[EXTRACTED RECORDS]:
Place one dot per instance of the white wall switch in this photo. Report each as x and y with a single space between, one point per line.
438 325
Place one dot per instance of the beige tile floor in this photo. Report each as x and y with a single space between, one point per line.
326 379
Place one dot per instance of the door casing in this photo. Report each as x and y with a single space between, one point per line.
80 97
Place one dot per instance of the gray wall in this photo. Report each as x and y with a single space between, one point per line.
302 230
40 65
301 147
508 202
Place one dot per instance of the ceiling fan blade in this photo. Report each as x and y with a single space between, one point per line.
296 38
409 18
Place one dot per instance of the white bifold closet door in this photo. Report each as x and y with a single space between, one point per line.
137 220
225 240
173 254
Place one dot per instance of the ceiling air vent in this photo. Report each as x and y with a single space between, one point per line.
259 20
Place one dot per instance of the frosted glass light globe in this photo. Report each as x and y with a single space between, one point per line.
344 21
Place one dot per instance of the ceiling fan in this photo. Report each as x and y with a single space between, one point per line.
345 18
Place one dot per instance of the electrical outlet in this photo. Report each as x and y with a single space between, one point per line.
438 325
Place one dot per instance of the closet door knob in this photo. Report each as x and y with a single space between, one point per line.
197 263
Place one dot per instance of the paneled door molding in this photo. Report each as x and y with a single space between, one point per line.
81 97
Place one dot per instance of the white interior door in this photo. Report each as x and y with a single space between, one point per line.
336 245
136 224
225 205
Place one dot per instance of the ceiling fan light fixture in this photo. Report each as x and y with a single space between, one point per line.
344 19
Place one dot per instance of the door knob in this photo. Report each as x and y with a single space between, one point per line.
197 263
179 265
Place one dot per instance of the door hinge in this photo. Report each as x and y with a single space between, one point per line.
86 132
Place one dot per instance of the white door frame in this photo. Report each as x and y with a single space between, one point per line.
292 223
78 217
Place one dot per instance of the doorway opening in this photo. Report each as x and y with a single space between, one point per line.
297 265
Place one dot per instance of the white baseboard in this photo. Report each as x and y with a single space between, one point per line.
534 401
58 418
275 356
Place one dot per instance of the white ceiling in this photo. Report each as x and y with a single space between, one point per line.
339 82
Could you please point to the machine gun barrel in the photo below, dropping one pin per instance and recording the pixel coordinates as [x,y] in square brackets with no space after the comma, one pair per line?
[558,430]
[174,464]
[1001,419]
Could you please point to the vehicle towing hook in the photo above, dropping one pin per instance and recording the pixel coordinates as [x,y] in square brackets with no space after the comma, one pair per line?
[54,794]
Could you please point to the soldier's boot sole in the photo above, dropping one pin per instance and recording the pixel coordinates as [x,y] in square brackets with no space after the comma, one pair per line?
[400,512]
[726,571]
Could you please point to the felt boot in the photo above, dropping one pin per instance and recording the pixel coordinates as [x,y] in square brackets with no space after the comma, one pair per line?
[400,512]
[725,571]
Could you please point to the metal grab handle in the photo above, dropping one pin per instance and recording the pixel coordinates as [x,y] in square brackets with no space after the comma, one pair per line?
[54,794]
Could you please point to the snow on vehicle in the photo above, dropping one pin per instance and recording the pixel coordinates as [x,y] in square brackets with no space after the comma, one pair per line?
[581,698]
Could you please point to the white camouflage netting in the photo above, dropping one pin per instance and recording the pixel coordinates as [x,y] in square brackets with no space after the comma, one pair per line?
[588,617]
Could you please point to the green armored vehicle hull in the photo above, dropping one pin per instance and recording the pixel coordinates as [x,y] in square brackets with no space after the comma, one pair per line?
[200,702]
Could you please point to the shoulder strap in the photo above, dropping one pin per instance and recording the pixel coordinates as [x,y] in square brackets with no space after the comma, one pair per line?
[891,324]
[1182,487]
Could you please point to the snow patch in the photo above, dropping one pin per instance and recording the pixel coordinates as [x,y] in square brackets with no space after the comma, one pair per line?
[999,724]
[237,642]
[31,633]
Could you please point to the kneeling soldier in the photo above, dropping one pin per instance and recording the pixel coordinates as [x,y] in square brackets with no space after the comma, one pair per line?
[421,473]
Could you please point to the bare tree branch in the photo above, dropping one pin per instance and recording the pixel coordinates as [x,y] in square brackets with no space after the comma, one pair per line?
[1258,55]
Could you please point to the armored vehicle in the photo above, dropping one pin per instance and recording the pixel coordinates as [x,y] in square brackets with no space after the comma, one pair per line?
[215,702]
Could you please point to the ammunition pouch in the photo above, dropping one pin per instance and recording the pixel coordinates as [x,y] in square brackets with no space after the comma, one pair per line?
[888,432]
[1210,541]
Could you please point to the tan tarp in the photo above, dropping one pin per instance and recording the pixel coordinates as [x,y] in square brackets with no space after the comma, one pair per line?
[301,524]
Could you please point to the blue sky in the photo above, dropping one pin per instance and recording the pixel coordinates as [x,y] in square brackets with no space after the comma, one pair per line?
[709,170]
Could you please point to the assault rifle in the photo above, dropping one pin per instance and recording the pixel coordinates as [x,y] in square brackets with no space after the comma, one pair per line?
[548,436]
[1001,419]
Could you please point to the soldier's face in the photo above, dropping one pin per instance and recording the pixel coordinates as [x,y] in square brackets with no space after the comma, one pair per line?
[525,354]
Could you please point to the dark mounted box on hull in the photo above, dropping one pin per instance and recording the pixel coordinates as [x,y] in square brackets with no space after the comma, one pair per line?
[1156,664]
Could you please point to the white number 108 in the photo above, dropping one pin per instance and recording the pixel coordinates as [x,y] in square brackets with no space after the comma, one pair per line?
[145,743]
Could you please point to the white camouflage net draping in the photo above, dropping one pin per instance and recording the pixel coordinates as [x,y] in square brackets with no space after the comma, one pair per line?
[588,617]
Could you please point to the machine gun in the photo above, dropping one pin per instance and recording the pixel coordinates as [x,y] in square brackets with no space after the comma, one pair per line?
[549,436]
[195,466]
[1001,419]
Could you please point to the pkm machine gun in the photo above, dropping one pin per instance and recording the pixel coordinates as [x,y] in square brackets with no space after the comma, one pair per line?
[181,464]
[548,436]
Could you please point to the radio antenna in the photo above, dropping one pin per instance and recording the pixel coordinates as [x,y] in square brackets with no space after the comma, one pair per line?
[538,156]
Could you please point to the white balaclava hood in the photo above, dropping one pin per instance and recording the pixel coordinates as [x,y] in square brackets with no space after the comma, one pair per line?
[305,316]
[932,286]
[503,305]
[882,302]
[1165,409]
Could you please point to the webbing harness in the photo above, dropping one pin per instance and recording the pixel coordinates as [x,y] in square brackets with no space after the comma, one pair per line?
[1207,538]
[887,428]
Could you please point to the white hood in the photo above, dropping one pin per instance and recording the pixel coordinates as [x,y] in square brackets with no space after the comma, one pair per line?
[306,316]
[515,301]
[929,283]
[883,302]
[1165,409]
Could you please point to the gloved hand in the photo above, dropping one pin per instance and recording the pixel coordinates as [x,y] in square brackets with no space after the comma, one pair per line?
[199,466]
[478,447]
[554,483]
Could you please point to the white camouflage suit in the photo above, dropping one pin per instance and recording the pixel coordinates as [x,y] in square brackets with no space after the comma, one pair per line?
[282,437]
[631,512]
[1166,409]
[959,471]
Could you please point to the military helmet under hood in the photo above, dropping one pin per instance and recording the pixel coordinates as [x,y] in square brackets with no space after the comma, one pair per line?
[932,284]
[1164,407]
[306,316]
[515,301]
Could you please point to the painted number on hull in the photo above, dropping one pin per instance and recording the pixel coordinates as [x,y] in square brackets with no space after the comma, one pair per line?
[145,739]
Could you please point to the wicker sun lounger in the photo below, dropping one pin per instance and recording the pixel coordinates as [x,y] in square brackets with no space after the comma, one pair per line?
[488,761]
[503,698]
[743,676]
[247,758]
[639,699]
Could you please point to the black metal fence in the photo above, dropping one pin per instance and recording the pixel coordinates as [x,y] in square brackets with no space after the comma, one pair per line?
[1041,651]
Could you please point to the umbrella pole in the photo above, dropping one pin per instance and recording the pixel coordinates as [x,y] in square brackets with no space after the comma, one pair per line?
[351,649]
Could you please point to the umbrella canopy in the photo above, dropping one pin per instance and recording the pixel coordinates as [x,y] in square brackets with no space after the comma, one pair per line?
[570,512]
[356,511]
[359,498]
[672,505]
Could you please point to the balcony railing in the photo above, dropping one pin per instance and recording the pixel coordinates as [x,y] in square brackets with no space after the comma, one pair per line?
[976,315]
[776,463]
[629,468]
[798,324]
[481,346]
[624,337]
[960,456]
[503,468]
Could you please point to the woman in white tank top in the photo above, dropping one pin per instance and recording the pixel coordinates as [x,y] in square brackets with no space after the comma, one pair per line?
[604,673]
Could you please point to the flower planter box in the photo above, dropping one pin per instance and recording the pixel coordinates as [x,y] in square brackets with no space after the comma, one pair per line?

[TASK DESCRIPTION]: Extract the closing run of lines, starting with the one containing "Could you please point to the black" and ending at the last, exactly as written.

[FULL OUTPUT]:
Could you please point to the black metal fence in the photo above, dropping one pin per instance and recording the pixel coordinates as [x,y] in square brackets with no space after the comma, one pair per line?
[1041,651]
Could you please point to the umbrella pole in the photo above, dropping one pin per instance and recording the pixel coordinates as [x,y] in square brackets with no space after the comma, one pair per line?
[351,649]
Could you please point to the umbrella canopy in the photo above, dropping one pin per instance and recording the pixel coordinates as [x,y] in square brackets with no space after the comma, one pair per line?
[570,512]
[356,511]
[359,498]
[672,505]
Could you please point to the balcony railing in the photo above, dropping one pin per instance and recording the pixel coordinates as [x,y] in square brackets with no space after the comma, one pair per line?
[976,315]
[776,463]
[629,468]
[798,324]
[481,346]
[624,337]
[960,456]
[503,468]
Could you please point to the woman in white tank top in the photo above, dropping one pin per instance and recording the pixel coordinates as [x,y] in square brackets with no space after the comma, one pair per line?
[604,673]
Could you please point to the flower planter box in the photo above, dropping one pin per instance and recording the pixel coordinates as [x,y] in square brackets with no space after the comma, one pair per line?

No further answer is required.